Retype each line below precisely.

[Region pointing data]
BEGIN
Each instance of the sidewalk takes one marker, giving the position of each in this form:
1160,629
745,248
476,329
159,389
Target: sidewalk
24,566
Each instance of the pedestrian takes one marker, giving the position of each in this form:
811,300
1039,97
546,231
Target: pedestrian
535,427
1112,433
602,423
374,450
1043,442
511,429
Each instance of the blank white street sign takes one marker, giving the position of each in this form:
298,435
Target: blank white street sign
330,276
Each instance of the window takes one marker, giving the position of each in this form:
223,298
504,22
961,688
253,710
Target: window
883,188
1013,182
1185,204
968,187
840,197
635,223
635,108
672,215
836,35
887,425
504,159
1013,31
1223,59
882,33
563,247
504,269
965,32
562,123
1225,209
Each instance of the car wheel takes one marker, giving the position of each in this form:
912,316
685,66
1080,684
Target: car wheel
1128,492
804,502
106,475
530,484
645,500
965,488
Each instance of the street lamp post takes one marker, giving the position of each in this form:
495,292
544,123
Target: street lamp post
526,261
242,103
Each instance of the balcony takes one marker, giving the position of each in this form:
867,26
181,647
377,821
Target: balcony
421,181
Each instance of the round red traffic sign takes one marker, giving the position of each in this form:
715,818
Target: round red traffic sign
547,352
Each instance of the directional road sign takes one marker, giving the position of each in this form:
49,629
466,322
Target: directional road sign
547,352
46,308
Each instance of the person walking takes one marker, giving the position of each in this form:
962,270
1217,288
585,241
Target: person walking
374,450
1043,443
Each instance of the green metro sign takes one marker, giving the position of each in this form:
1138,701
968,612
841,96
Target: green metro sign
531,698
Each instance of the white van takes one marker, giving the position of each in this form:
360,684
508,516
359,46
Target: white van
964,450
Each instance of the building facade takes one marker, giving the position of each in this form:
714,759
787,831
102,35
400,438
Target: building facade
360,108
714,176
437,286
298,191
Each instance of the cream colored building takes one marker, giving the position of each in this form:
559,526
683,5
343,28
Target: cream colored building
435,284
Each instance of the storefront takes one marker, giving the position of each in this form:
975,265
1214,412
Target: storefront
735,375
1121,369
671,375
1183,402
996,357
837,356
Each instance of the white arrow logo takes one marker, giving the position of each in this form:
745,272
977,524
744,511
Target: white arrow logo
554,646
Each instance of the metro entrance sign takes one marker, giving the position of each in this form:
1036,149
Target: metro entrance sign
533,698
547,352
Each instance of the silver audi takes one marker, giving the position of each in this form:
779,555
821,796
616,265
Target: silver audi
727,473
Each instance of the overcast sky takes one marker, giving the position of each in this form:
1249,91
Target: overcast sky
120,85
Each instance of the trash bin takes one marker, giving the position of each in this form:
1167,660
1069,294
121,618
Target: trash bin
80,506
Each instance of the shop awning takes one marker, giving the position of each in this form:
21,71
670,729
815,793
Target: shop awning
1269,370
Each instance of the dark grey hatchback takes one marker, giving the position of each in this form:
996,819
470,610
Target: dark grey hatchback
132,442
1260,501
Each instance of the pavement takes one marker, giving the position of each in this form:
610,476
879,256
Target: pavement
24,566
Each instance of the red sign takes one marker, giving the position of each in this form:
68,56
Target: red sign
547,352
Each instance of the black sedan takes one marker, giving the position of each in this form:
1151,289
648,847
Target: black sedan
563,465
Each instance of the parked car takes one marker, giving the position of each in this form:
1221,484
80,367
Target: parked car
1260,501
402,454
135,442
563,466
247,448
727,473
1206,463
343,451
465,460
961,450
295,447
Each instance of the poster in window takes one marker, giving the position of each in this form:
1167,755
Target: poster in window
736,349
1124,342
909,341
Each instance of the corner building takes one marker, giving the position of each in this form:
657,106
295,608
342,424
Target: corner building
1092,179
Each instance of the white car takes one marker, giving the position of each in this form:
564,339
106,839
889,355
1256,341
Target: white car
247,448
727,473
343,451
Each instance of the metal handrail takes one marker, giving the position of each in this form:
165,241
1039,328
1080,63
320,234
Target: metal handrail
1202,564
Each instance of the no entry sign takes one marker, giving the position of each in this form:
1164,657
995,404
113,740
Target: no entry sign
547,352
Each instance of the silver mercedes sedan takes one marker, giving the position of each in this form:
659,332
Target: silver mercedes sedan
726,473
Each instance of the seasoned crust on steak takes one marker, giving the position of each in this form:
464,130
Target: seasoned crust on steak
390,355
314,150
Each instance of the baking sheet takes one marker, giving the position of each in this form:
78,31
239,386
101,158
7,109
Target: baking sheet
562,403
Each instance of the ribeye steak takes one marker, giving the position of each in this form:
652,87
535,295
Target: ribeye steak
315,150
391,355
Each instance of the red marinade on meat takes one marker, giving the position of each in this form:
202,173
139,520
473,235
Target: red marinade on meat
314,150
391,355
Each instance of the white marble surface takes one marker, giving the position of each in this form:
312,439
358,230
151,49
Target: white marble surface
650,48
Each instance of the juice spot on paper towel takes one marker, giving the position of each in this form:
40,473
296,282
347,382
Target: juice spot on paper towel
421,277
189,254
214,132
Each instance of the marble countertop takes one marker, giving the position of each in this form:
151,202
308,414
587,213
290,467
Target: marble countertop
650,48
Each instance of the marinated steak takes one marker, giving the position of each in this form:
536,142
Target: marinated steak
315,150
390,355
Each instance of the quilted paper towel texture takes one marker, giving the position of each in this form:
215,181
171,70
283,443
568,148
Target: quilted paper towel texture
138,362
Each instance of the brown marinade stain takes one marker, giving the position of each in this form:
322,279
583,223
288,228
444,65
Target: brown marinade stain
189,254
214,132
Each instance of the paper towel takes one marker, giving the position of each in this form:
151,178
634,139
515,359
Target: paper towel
END
* Answer *
Each instance of the sidewalk takes one marker, giving the position of each in this form:
1160,629
745,248
476,329
159,389
Target: sidewalk
24,566
Each instance of the pedestrian takes one marker, giving the position of each in this form:
811,300
1039,97
546,231
Target: pedestrian
535,427
1112,433
602,423
374,450
1043,442
511,429
Each instance of the blank white street sign takes one marker, giving the position of each in this form:
298,435
Target: blank white street sign
330,276
Each instance of the window takes one marker, giving the position of each in this form:
223,298
504,22
961,688
253,710
Target: window
883,188
1013,182
1185,204
968,187
840,197
635,223
635,108
672,215
836,35
887,425
504,159
1013,31
1223,59
882,33
563,247
504,269
965,32
562,123
1225,209
Each instance of the car wheel takes one marker, giving the position of each in this form:
912,316
685,66
1080,684
Target: car wheel
1128,492
804,502
106,475
530,484
645,500
965,488
Each instance of the street lamp post takes one marker, giving the position of each in this form:
495,292
544,123
Target: street lamp post
526,261
242,103
Each instance of the balcony takes one marker, giving the position of each in this form:
867,26
181,647
377,821
Target: balcony
421,181
Each instance of the round red traffic sign takes one marker, giving the position of each in this form:
715,818
Target: round red traffic sign
547,352
Each instance of the directional road sign takes one marker, giving the position of each in this form:
49,629
466,322
Target: directional road sign
547,352
46,308
Each instance of the person walking takes one marker, giving the position of each in this form:
962,270
1217,288
585,241
Target: person walking
374,450
1043,443
Each instance of the green metro sign takes one marker, giving the position of each in this form:
1138,701
968,612
841,96
Target: green metro sign
531,698
Each instance of the white van takes one marker, giving the position of each in this form:
360,684
508,516
359,46
Target: white van
964,450
Each instance of the building facade takes one marker, giving the position of each in this form:
714,759
787,831
102,35
400,438
Target: building facade
360,108
714,176
437,286
298,191
Each instance of the cream colored building takes one marker, giving the position of each in this form:
559,526
683,5
343,28
Target: cream colored building
435,284
Each instance of the storefront takes one marker, giving the position of each in this form:
975,265
1214,412
Target: storefront
735,375
1121,369
671,375
1183,402
996,357
837,356
Each instance of the white arrow logo takes one marker, giving the position of each in this form:
745,272
977,524
744,511
Target: white arrow logo
554,646
Each instance of the metro entrance sign takes one marker, giving the position of each in this form:
1036,149
Target: metro entrance sign
533,698
547,352
Each instance of the silver audi takes one marker, giving the position of each in this form:
779,555
821,796
616,265
Target: silver audi
727,473
Each instance of the overcast sky takes one marker, giving the position of each in this form:
1249,91
Target: overcast sky
120,85
Each instance of the trash bin takes one marker, giving the position of each in this form:
1167,660
1069,294
121,618
Target: trash bin
80,506
Each instance of the shop awning takes one marker, giving the position of each in this form:
21,71
670,729
815,793
Target: shop awning
1269,370
Each instance of the dark grey hatchback takes one marker, giving the position of each in this form:
996,819
470,610
Target: dark grey hatchback
132,442
1260,501
Each instance of the pavement takes one marker, giving the position of each in this form:
610,476
879,256
Target: pavement
24,566
Each instance of the red sign takes one marker, giving the position of each in this form:
68,56
Target: red sign
547,352
Each instance of the black sedan takes one marker, giving the position of each in this form:
1151,289
648,847
Target: black sedan
563,465
Each instance of the parked car takes one marker, giving the position of each in this form:
1221,484
80,367
Target: parked car
1260,501
402,454
135,442
563,466
247,448
727,473
1206,463
343,451
465,460
961,450
295,447
Each instance of the poster in window takes one marker, giving the position of each in this form:
1167,755
Target: poster in window
736,349
1124,342
909,341
Each instance of the corner building takes one marker, giving the position of each in this form:
657,106
295,608
342,424
Target: corner building
1092,179
Each instance of the white car takes one marker, giving the position of each in this form:
564,339
106,839
889,355
1256,341
Target: white car
247,448
727,473
343,451
Each instance of the metal handrail takes one marker, giving the position of each in this form:
165,241
1039,328
1080,63
320,234
Target: metal handrail
1202,564
Each instance of the no entry sign takes one marker, giving the position of each in this form:
1164,657
995,404
113,740
Target: no entry sign
547,352
Each instance of the silver mercedes sedan takes one marker, giving the position of each in this form:
659,332
Target: silver mercedes sedan
726,473
Each instance of the seasoned crust on steak takes one marker, giving the position of each in this form:
464,130
Target: seasoned crust on steak
390,355
314,150
Each instance of the baking sheet takes one marker, giving the position of each in this form:
78,31
239,386
101,158
7,109
Target: baking sheet
562,403
Each instance of the ribeye steak takes one marker, giving the position of each in this form:
652,87
535,295
Target: ribeye steak
315,150
391,355
Each instance of the red marinade on meat takes one marker, giving the position of each in this form:
202,173
139,520
473,235
Target: red marinade on meat
314,150
391,355
Each instance of the white marble surface takes one marker, giving the position of each in this form:
312,439
358,230
151,49
Target: white marble surface
650,48
Each instance of the juice spot on paper towel takes one marker, giving the position of each in this form:
40,473
296,282
347,382
Target: juice spot on paper towel
421,277
189,254
214,132
Each instance of the marble countertop takes one marker, giving the position of each in this form:
151,202
308,414
587,213
290,467
Target: marble countertop
650,48
Each instance of the marinated steak takes one marker, giving the position of each in this form:
536,142
Target: marinated steak
315,150
390,355
Each instance of the quilted paper towel texture takes one marker, giving the position of each in this form:
215,181
171,70
283,443
568,148
Target: quilted paper towel texture
138,362
Each instance of the brown marinade stain takes one marker, giving the position of each in this form:
322,279
583,223
288,228
444,65
Target: brown marinade stain
189,254
214,132
Each instance of the paper towel takes one marker, giving the position of each in this form:
151,178
634,139
515,359
Target: paper towel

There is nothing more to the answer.